フェイズシフター(=フェイザー)について

 本機のために新たに開発されたアナログのフェイズシフターを内蔵しています。PE-1000では装備されなかった機能ですね。この内蔵フェイズシフターですが、SPEED(→うねりの速度)は変えられますがDEPTH(→うねりの幅)は変えられません。なおリアパネルの出力端子には、フェイザー回路を通ったものと通ってないものが別々に装備されており、分けて出力することもできます。

KORG PE-2000
 
 
 

キャリブレーション機能について

 3基のオシレーターのピッチを個別にずらすことができる機能で、これを使うことで意図的にデチューン感のある厚い音色を得ることができます。パネル右側に配されている「PULL CALIBRATION」の TUNING A および TUNING Bつまみを引っ張り、PITCHつまみで調整することで音程のズレを作れるそうです。

(データ欄):
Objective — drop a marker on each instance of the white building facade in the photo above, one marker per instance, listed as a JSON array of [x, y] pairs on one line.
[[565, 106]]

(問題一覧):
A. PE-2000の解説文の「フェイズシフター(=フェイザー)について」から「けて出力することもできます。」までを、はじめと終わりの語句も含めてそのまま書き写してください。
B. PE-2000の解説文の最後の文のあとに、続きを書いてください。
データは別のところから持ってきたものです。

(解答一覧):
A.
フェイズシフター(=フェイザー)について

 本機のために新たに開発されたアナログのフェイズシフターを内蔵しています。PE-1000では装備されなかった機能ですね。この内蔵フェイズシフターですが、SPEED(→うねりの速度)は変えられますがDEPTH(→うねりの幅)は変えられません。なおリアパネルの出力端子には、フェイザー回路を通ったものと通ってないものが別々に装備されており、分けて出力することもできます。

B.
KORG PE-2000
 
 

 本機の内蔵音色は倍音使いがほぼ前提みたいな感じなので、どの音色にかけてもデチューン効果の相性が良いですね。ストリングやコーラスにかけて合奏(合唱)効果を得るのにも有効だったと言えるでしょう。ちなみにこの頃のキーボードはそもそもピッチが余り安定していなかったので、自然とピッチがずれているなんてこともあったそうですが。。

 

 

 

筐体

 PE-1000同様、ハードケース一体型の筐体となっていて持ち運びには便利ですと言いたいところですが、ケース込みの本体重量は結構重く、電車で運ぶのはちょっと厳しい感じです。ただし48鍵で横幅は意外とコンパクトなので、カートだったら転がせないこともないです。
 
 
 

つぶやき

 8個のプリセット(4種の楽器)は非減衰系中心のものであり、アナログっぽい暖かく厚いパッド系の音色として今でも存在感を放っていると思いますよ。その独特なサウンドから今でも愛好家がいると聞きます。どちらかというと国内よりも海外でファンが多い一台のような気がします。
 
 
 ちなみに本機のストリングやコーラスなどといった音色は、今どきのサンプリング・シンセサイザーのものと比べたらそれっぽくなさが大いに感じられますね(笑)。それはそれで独特の味につながっているのですが、『たった1台のオーケストラ?』というキャッチコピーは若干ハードル上げちゃった感じですね、当時のコルグさん!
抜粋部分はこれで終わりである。